■ Work instructions
Please copy the data shown below, word for word.

■ Given entries
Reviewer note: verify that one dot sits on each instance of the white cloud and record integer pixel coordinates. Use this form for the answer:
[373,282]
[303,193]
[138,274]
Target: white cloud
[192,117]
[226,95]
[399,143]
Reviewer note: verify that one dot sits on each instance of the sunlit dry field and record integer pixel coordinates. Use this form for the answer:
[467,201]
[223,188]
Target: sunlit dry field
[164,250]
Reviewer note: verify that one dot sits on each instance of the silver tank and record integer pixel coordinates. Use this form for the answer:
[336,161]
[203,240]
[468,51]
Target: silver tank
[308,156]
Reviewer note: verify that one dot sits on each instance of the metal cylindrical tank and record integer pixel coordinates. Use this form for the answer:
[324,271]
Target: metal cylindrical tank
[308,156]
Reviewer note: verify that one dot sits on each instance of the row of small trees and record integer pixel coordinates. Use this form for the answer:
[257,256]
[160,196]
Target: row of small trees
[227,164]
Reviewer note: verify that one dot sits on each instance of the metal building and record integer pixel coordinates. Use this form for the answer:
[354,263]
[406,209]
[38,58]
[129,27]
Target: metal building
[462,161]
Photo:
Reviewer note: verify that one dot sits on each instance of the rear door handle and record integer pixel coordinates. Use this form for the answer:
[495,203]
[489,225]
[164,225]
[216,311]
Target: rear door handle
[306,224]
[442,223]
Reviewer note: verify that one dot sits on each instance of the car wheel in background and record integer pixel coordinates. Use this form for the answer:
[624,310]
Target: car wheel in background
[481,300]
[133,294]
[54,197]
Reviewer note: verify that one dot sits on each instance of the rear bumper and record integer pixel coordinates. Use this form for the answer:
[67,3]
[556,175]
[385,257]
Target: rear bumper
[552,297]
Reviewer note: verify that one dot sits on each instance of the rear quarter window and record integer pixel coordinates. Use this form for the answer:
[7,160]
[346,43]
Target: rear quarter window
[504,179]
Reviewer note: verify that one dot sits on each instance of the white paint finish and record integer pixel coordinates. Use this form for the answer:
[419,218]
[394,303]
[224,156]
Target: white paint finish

■ Your response
Reviewer note: verify that one dot sits on each instance of the white cloud and record integer pixel coordinates. Use this form for the answer:
[373,282]
[303,193]
[138,274]
Target: white cloud
[192,117]
[226,95]
[399,143]
Reviewer note: verify that one dot sits on each instance of the sunlit dry field and record integer pixel coordinates. Use this form for the answer:
[467,201]
[223,188]
Target: sunlit dry field
[164,250]
Reviewer note: verify that one dot sits on each instance of the silver tank and record integer pixel coordinates. Use this form for the answer:
[336,161]
[203,240]
[468,51]
Target: silver tank
[308,156]
Reviewer note: verify that one dot sits on each instance of the metal cylindrical tank and record integer pixel coordinates. Use this form for the answer:
[324,271]
Target: metal cylindrical tank
[308,156]
Reviewer note: verify that one dot sits on each instance of the row of small trees and record integer pixel coordinates. Use this form for the answer:
[257,256]
[160,196]
Target: row of small trees
[227,164]
Reviewer note: verify that one dot sits on each instance of the metal building and record integer pixel coordinates. Use this form for the answer:
[354,263]
[406,209]
[38,58]
[129,27]
Target: metal building
[462,161]
Photo:
Reviewer note: verify that one dot sits on each instance of the rear door handle and record integer pixel coordinates. Use this form for the answer:
[495,203]
[489,225]
[164,225]
[216,311]
Target: rear door handle
[306,224]
[442,223]
Reviewer note: verify that one dot sits on each instance of the car wheel in background and record integer pixel coordinates. Use this form for the answer:
[624,310]
Target: car wheel in background
[481,300]
[133,294]
[54,197]
Reviewer note: verify that one dot sits on each instance of the rear bumper and record integer pixel coordinates. Use this form for the answer:
[67,3]
[556,175]
[385,257]
Target: rear bumper
[552,297]
Reviewer note: verify that one dot sits on each instance of the rear quarter window and record integer pixel coordinates. Use this form for the answer:
[7,160]
[346,43]
Target: rear quarter window
[504,179]
Reviewer note: verify that one dot sits on each instance of the white paint finish and record integer pixel coordinates. Use this form for the answer:
[419,218]
[394,303]
[224,156]
Target: white paint finish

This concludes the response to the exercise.